In the passage on marine debris below, rewrite the portion starting with "He also said" and going on through "in the region.", changing "marine ecological system" to "marine ecosystem".

▶ [Passage shown]
########
The premier did not attend the opening of the Special Asean Ministerial Meeting on Marine Debris due to an eye infection, but his statement was read out by the master of ceremonies.
“On a national level, Thailand has taken a proactive approach, especially on marine debris, of which 80% is land-based. Thailand has announced a target to reduce marine debris by at least 50% by 2027, through applying the principle of the circular economy,” the statement said.
The government has worked to combat plastic marine waste by establishing the Plastic Material Flow Database throughout the country last June, while the private sector is part of the “Thailand Public-Private Partnership for Plastic and Waste Management”, or “PPP Plastic”.
Gen Prayut stressed that to combat marine debris in Asean, strong cooperation and clear targets are needed, together with a high level of cooperation from the international community.
Asean Secretary-General Lim Jock Hoi said that the issue of marine debris needs urgent regional cooperation to shape policy to eliminate it, adding that 60% of global marine debris originates from four countries in the Asean region including Thailand.
He also said that the marine ecological system is vital as 19% of the region’s GDP comes from marine resources. Consequently, marine destruction causes severe damage to economies, tourism and fishing in the region.
########
▶ [Listed records]
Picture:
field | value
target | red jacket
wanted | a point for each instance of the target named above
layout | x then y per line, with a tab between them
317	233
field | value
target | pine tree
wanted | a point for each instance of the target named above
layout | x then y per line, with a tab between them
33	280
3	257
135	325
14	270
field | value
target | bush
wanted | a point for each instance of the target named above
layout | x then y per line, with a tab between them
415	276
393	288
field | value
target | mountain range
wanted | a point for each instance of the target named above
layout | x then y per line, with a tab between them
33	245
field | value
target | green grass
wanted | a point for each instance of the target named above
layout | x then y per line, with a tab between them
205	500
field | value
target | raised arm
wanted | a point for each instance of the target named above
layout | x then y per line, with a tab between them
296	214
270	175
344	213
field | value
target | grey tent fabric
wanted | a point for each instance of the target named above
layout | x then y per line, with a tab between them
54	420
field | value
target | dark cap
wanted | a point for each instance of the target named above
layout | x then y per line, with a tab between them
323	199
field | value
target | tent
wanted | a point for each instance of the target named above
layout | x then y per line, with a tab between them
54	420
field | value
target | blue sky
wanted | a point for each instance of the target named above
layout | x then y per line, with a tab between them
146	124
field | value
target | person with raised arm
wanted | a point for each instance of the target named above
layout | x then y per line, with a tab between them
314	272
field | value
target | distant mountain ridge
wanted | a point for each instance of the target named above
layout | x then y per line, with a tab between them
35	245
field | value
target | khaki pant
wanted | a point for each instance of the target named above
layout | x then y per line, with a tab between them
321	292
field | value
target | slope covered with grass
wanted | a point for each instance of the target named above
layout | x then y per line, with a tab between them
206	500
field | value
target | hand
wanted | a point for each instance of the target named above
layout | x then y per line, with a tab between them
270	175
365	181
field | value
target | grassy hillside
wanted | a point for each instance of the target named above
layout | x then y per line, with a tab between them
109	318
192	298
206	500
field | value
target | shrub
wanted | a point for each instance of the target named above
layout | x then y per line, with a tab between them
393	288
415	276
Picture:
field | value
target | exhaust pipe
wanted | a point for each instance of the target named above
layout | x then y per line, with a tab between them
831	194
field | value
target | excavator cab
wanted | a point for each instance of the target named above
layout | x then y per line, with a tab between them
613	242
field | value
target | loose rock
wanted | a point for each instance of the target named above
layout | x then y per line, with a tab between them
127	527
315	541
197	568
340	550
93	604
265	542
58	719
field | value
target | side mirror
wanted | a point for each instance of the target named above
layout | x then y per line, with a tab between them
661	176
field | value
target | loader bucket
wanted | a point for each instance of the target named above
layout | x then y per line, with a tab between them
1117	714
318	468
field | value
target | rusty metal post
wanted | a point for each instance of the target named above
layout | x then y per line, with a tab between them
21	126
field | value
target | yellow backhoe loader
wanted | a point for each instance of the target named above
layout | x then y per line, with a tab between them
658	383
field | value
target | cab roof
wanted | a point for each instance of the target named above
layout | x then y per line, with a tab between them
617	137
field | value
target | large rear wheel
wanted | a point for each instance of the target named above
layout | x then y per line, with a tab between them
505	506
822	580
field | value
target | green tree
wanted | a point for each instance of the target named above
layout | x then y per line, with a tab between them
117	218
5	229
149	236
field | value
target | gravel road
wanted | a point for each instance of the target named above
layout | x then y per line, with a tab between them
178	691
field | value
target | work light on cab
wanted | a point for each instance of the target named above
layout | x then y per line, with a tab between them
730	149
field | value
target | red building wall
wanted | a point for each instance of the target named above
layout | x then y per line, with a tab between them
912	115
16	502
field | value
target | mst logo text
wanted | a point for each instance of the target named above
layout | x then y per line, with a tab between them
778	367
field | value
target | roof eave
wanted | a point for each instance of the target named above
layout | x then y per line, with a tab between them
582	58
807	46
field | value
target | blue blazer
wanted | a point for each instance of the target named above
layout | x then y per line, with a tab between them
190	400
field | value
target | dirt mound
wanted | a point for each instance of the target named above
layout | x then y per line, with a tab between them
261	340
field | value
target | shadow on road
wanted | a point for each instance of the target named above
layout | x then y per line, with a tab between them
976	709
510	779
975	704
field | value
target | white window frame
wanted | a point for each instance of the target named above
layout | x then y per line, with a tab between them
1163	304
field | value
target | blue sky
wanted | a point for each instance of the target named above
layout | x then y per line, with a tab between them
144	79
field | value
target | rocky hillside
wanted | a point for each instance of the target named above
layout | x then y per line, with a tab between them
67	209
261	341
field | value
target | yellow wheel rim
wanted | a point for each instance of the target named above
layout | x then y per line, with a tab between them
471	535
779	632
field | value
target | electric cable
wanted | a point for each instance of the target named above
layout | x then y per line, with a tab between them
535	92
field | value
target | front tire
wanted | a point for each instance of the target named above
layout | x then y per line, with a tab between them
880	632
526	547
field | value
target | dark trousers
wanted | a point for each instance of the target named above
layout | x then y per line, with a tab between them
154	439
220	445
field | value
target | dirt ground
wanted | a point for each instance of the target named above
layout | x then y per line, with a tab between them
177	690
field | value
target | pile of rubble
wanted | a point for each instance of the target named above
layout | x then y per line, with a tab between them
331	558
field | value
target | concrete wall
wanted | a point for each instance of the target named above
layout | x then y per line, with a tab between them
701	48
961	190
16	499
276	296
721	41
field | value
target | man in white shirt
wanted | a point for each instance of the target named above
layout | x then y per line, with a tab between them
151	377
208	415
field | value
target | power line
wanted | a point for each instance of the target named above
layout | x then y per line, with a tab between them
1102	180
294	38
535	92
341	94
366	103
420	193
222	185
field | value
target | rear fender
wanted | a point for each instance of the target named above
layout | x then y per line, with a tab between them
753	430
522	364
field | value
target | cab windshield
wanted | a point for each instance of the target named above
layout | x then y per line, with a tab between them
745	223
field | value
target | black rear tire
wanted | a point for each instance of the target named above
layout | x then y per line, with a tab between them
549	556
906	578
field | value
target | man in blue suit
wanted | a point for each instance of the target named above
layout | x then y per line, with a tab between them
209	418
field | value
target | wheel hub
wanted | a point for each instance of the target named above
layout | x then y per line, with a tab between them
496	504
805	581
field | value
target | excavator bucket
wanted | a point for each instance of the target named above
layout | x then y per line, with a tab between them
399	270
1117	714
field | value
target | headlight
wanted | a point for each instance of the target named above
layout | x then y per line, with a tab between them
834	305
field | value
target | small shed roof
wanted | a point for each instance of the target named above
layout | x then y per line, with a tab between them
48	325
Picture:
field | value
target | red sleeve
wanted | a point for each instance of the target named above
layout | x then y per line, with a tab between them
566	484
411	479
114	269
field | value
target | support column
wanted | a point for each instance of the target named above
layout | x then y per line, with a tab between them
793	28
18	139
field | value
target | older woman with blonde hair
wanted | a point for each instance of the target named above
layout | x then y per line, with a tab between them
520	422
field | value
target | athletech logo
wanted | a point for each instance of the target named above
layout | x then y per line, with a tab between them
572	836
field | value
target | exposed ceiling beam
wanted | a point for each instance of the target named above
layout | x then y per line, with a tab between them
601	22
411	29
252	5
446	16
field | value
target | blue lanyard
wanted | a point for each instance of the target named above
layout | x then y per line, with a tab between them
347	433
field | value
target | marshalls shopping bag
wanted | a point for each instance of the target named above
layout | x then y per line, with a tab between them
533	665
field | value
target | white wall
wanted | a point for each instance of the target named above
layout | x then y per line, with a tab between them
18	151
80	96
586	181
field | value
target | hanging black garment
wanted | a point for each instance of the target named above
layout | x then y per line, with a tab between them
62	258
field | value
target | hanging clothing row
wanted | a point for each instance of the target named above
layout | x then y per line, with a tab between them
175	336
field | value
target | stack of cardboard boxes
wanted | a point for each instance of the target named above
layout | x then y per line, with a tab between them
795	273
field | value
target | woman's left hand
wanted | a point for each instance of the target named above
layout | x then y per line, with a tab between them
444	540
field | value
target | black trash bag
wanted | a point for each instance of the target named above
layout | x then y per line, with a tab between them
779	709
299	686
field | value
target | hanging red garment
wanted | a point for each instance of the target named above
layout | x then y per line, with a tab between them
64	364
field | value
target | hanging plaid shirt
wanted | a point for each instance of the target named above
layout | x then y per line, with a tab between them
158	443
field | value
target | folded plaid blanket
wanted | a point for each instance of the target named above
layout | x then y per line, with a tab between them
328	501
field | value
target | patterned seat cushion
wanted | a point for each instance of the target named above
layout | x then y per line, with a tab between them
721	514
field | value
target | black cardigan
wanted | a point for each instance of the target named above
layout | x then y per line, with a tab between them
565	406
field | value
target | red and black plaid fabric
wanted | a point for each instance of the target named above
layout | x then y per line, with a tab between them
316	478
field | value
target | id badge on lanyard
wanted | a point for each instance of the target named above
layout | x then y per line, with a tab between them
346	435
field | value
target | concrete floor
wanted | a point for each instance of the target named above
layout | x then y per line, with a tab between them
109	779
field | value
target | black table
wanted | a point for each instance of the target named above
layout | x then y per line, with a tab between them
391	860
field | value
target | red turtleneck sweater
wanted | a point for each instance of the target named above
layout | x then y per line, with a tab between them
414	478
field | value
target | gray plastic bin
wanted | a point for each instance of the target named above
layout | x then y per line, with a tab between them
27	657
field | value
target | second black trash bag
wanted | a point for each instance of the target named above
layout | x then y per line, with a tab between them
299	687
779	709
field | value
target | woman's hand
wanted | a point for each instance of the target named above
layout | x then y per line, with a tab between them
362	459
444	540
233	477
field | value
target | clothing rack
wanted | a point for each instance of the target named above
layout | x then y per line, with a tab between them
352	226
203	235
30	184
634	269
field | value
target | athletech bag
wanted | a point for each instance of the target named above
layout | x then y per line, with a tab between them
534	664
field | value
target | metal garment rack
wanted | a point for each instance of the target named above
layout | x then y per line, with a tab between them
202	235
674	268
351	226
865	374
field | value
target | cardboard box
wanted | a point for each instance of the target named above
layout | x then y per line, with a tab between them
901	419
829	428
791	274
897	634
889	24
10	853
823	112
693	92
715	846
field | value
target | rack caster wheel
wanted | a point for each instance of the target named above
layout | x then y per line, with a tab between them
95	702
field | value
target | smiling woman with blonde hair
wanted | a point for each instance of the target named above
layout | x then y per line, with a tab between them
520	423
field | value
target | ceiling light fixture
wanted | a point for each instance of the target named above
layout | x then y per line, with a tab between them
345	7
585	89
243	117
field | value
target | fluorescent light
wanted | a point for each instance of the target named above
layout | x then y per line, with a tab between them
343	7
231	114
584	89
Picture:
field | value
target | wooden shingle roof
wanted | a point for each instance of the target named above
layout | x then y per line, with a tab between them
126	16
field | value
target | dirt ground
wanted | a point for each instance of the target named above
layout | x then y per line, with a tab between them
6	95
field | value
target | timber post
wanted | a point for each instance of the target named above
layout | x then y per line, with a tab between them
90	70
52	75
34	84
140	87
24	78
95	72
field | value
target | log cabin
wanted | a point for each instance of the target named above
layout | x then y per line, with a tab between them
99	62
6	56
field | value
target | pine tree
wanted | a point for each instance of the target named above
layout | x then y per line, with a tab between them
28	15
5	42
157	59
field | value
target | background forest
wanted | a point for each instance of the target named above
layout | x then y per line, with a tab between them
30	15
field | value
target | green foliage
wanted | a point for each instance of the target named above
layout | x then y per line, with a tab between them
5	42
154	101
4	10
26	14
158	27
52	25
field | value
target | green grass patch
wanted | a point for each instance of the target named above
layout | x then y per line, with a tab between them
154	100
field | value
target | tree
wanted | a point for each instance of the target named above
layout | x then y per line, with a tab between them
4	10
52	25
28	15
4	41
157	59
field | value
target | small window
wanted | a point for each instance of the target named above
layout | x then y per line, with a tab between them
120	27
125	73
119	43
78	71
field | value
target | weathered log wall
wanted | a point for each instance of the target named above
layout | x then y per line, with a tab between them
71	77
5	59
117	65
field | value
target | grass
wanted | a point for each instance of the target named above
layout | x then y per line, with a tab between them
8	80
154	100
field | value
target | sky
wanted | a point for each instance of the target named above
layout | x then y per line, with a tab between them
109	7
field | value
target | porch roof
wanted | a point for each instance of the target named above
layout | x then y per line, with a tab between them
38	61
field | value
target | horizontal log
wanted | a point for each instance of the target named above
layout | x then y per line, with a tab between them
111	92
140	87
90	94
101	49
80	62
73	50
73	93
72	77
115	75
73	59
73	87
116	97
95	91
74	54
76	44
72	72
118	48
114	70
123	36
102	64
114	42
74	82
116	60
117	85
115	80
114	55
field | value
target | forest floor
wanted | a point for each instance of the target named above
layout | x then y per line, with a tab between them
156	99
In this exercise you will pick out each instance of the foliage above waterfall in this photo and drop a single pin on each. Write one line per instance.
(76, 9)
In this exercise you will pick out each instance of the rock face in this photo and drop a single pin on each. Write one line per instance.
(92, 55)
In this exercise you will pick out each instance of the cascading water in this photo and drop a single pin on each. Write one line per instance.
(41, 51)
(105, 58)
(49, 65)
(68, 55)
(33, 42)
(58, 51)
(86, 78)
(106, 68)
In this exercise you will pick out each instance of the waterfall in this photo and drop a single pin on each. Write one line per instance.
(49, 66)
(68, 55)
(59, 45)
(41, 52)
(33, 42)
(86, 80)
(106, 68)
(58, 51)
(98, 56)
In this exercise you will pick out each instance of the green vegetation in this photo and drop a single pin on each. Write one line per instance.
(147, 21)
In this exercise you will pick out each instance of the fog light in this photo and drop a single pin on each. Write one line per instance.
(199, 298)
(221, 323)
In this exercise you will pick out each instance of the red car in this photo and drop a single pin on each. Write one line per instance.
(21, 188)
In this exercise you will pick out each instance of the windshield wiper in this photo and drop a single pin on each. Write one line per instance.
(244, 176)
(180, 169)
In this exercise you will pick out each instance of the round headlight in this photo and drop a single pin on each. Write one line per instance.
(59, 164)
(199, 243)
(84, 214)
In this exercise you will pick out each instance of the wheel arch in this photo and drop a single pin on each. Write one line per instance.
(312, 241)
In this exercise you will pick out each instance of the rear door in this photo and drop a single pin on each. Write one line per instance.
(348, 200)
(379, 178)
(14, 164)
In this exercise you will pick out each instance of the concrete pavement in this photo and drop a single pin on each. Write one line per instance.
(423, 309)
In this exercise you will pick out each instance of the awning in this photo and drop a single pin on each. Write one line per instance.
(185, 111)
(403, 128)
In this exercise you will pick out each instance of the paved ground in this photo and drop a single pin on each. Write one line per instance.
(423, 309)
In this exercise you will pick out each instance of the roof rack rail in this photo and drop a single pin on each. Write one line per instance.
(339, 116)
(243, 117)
########
▶ [Answer space]
He also said that the marine ecosystem is vital as 19% of the region’s GDP comes from marine resources. Consequently, marine destruction causes severe damage to economies, tourism and fishing in the region.